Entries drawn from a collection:
═══
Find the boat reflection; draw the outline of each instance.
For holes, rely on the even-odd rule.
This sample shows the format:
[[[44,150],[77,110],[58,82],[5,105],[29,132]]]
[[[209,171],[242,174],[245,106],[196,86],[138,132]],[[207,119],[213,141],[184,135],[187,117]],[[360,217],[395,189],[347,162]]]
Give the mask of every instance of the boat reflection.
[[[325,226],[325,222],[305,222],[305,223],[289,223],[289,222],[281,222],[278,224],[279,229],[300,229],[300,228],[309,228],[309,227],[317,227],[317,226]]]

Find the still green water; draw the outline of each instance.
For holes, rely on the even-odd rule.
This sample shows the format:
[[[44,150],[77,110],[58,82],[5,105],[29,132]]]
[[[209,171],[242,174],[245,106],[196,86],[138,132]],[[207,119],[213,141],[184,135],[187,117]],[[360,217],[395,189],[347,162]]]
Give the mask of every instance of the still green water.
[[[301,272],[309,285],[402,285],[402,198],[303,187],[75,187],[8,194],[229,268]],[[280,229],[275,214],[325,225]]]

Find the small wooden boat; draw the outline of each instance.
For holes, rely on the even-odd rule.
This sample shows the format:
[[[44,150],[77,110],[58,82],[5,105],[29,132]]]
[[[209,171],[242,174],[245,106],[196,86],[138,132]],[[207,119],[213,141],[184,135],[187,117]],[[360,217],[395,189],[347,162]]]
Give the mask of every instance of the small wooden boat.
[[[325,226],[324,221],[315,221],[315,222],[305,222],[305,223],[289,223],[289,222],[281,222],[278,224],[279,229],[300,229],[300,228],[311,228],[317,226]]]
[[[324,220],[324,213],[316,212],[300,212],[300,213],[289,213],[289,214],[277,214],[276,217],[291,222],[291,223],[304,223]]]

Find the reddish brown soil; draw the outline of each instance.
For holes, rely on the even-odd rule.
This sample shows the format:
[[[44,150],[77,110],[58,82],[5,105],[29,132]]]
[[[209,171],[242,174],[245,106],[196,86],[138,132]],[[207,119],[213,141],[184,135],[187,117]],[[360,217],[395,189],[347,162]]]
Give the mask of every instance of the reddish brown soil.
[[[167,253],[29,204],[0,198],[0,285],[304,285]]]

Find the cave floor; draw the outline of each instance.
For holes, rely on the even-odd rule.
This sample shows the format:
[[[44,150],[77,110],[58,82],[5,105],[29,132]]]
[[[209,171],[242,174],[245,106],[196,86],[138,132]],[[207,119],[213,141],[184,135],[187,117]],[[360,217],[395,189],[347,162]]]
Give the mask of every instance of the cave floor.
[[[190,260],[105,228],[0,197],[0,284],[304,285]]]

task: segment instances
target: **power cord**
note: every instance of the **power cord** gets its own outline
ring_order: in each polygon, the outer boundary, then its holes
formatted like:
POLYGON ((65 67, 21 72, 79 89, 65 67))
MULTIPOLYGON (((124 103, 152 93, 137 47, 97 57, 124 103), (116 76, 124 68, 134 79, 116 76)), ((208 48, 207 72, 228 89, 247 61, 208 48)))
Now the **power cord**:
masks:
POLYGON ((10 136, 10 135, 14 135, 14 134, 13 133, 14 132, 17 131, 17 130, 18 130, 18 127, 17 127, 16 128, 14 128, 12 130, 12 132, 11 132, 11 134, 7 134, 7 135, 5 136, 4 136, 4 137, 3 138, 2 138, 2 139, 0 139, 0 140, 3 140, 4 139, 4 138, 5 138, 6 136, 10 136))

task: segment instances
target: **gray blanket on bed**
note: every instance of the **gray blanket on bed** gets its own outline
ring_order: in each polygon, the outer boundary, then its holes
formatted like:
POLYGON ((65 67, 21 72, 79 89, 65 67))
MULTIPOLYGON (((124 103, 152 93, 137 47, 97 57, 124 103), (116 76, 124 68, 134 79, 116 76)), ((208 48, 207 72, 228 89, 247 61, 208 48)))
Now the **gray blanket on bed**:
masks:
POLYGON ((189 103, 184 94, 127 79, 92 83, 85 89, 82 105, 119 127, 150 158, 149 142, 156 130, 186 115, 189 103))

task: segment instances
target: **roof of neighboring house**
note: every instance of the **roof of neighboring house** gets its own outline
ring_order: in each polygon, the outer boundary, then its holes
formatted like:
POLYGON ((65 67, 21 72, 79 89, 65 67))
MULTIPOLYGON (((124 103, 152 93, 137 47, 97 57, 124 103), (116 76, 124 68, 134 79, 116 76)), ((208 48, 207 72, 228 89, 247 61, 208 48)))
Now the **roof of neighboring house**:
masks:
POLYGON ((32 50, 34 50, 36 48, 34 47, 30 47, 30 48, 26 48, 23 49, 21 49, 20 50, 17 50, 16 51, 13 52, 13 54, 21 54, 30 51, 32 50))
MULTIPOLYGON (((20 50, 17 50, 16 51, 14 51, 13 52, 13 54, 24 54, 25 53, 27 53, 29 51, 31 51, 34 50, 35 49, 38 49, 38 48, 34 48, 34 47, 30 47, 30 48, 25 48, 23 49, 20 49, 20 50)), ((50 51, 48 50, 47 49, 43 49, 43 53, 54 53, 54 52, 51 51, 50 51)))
═══
▶ [TASK DETAILS] Can you lay out every one of the lines above as a Markdown table with the columns "Row" and "Line", numbering the rows and leaving out the blank lines?

▶ [SOLUTION]
| Row | Line |
|---|---|
| 1 | Find the boat reflection; draw the outline of each instance. |
| 2 | For holes, rely on the even-odd rule. |
| 3 | This sample shows the format: |
| 4 | [[[44,150],[77,110],[58,82],[5,105],[29,132]]] |
| 5 | [[[209,171],[242,174],[245,106],[196,86],[138,132]],[[207,119],[213,141],[184,135],[187,117]],[[360,217],[395,189],[347,162]]] |
| 6 | Give the mask of every instance of the boat reflection. |
| 7 | [[[325,226],[325,222],[305,222],[305,223],[289,223],[289,222],[281,222],[278,224],[279,229],[300,229],[300,228],[309,228],[309,227],[317,227],[317,226]]] |
| 8 | Find the still green water; draw the outline of each instance. |
| 9 | For holes, rely on the even-odd rule. |
| 10 | This sample shows the format: |
| 11 | [[[44,150],[77,110],[58,82],[5,105],[29,132]]] |
| 12 | [[[209,171],[242,174],[245,106],[196,86],[138,132]],[[207,119],[213,141],[184,135],[187,117]],[[360,217],[395,189],[347,162]]] |
| 13 | Give the mask of every instance of the still green water. |
| 14 | [[[301,272],[309,285],[402,285],[402,198],[303,187],[75,187],[8,194],[229,268]],[[280,229],[275,214],[325,225]]] |
| 15 | Find the small wooden boat; draw the outline of each instance. |
| 16 | For holes, rely on the even-odd rule. |
| 17 | This sample shows the format: |
| 18 | [[[44,150],[77,110],[58,82],[5,105],[29,132]]] |
| 19 | [[[209,171],[242,174],[245,106],[196,86],[138,132]],[[207,119],[213,141],[184,135],[187,117]],[[360,217],[395,189],[347,162]]] |
| 20 | Give the mask of every instance of the small wooden boat. |
| 21 | [[[325,226],[324,221],[315,221],[315,222],[305,222],[305,223],[289,223],[289,222],[281,222],[278,224],[279,229],[300,229],[300,228],[311,228],[317,226]]] |
| 22 | [[[324,220],[324,213],[316,212],[300,212],[300,213],[289,213],[289,214],[277,214],[276,217],[291,222],[291,223],[304,223]]] |
| 23 | Find the reddish brown soil; draw the outline of each instance. |
| 24 | For holes, rely on the even-odd rule. |
| 25 | This sample shows the format: |
| 26 | [[[44,150],[77,110],[58,82],[5,105],[29,132]]] |
| 27 | [[[209,171],[242,174],[245,106],[196,86],[138,132]],[[207,119],[213,141],[184,135],[187,117]],[[360,217],[395,189],[347,162]]] |
| 28 | Give the mask of every instance of the reddish brown soil. |
| 29 | [[[167,253],[29,204],[0,198],[0,285],[304,285]]] |
| 30 | Find the cave floor; draw the outline of each instance. |
| 31 | For holes, rely on the even-odd rule. |
| 32 | This sample shows the format: |
| 33 | [[[44,150],[77,110],[58,82],[5,105],[29,132]]] |
| 34 | [[[209,171],[242,174],[245,106],[196,86],[138,132]],[[207,119],[213,141],[184,135],[187,117]],[[360,217],[395,189],[347,162]]] |
| 35 | Give the mask of every instance of the cave floor. |
| 36 | [[[190,260],[105,228],[0,197],[0,284],[304,285]]] |
| 37 | task: segment instances |
| 38 | target: **power cord** |
| 39 | note: every instance of the **power cord** gets its own outline |
| 40 | ring_order: in each polygon, the outer boundary, then its holes |
| 41 | formatted like: |
| 42 | POLYGON ((65 67, 21 72, 79 89, 65 67)) |
| 43 | MULTIPOLYGON (((124 103, 152 93, 137 47, 97 57, 124 103), (116 76, 124 68, 134 79, 116 76)), ((208 48, 207 72, 228 89, 247 61, 208 48))) |
| 44 | Now the **power cord**: |
| 45 | masks: |
| 46 | POLYGON ((10 136, 10 135, 14 135, 14 134, 13 133, 14 132, 17 131, 17 130, 18 130, 18 127, 17 127, 16 128, 14 128, 12 130, 12 132, 11 132, 11 134, 7 134, 7 135, 5 136, 4 136, 4 137, 3 138, 2 138, 2 139, 0 139, 0 140, 3 140, 4 139, 4 138, 5 138, 6 136, 10 136)) |
| 47 | task: segment instances |
| 48 | target: **gray blanket on bed** |
| 49 | note: every instance of the **gray blanket on bed** gets its own outline |
| 50 | ring_order: in each polygon, the outer boundary, then its holes |
| 51 | formatted like: |
| 52 | POLYGON ((65 67, 21 72, 79 89, 65 67)) |
| 53 | MULTIPOLYGON (((124 103, 152 93, 137 47, 97 57, 124 103), (116 76, 124 68, 134 79, 116 76)), ((208 48, 207 72, 228 89, 247 61, 208 48))) |
| 54 | Now the **gray blanket on bed**: |
| 55 | masks: |
| 56 | POLYGON ((189 103, 184 94, 127 79, 92 83, 85 89, 82 105, 119 127, 150 158, 149 142, 156 130, 186 115, 189 103)) |
| 57 | task: segment instances |
| 58 | target: **roof of neighboring house** |
| 59 | note: every instance of the **roof of neighboring house** gets its own outline |
| 60 | ring_order: in each polygon, the outer boundary, then its holes |
| 61 | formatted like: |
| 62 | POLYGON ((65 67, 21 72, 79 89, 65 67)) |
| 63 | MULTIPOLYGON (((124 103, 152 93, 137 47, 97 57, 124 103), (116 76, 124 68, 134 79, 116 76)), ((208 48, 207 72, 228 89, 247 61, 208 48))) |
| 64 | Now the **roof of neighboring house**: |
| 65 | masks: |
| 66 | POLYGON ((32 50, 34 50, 36 48, 34 47, 30 47, 30 48, 26 48, 23 49, 21 49, 20 50, 17 50, 16 51, 13 52, 13 54, 21 54, 30 51, 32 50)) |
| 67 | MULTIPOLYGON (((20 50, 17 50, 16 51, 14 51, 13 52, 13 54, 24 54, 25 53, 27 53, 29 51, 31 51, 34 50, 35 49, 38 49, 38 48, 34 48, 34 47, 30 47, 30 48, 25 48, 23 49, 20 49, 20 50)), ((50 51, 48 50, 47 49, 43 49, 43 53, 54 53, 54 52, 51 51, 50 51))) |